• Exercise prompt: Report every line in the entries below that contains the word "skewer", and copy each such line in full. Case counts when matching.

• The input:
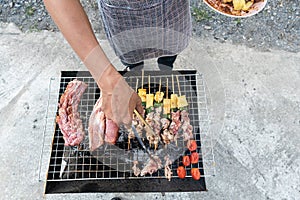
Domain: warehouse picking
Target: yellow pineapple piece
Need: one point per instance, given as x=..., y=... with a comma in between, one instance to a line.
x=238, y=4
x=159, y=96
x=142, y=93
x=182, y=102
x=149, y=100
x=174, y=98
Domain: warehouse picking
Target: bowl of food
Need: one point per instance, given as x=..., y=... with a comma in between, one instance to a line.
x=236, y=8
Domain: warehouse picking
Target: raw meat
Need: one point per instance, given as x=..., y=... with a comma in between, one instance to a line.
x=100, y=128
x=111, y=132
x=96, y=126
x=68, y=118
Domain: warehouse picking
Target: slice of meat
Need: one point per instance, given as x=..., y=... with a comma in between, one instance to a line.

...

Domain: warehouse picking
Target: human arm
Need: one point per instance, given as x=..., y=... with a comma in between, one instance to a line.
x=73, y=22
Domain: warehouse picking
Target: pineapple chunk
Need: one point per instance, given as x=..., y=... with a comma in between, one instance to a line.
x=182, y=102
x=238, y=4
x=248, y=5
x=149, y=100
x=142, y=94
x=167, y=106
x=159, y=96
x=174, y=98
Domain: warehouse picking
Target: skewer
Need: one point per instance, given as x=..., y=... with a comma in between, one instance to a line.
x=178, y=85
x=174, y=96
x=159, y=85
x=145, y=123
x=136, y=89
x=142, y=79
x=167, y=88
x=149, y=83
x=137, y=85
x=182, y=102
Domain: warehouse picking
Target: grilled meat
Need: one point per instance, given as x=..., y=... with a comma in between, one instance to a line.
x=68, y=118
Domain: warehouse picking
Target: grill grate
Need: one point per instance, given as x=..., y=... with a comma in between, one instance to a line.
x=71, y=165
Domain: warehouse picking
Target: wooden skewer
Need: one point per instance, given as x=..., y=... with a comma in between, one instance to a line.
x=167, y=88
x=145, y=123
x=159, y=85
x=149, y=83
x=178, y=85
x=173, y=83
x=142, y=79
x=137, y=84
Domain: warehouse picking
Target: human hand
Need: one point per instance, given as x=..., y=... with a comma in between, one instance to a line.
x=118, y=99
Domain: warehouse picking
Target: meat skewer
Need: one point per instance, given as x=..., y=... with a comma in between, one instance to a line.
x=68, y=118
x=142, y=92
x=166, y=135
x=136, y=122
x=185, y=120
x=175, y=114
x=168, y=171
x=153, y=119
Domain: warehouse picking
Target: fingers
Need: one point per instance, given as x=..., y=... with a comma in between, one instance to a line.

...

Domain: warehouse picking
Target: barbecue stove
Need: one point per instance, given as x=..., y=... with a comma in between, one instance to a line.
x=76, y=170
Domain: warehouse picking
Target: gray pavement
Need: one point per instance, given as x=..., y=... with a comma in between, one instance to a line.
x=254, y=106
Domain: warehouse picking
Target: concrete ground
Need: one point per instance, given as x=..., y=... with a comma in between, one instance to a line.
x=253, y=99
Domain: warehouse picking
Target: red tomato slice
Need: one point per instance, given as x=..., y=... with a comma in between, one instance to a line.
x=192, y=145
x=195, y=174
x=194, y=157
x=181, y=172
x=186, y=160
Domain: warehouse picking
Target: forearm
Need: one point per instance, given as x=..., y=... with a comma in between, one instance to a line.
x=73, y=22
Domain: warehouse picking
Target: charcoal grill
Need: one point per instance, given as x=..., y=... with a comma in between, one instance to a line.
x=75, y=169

• The result:
Target: skewer
Target: wooden skewer
Target: meat skewer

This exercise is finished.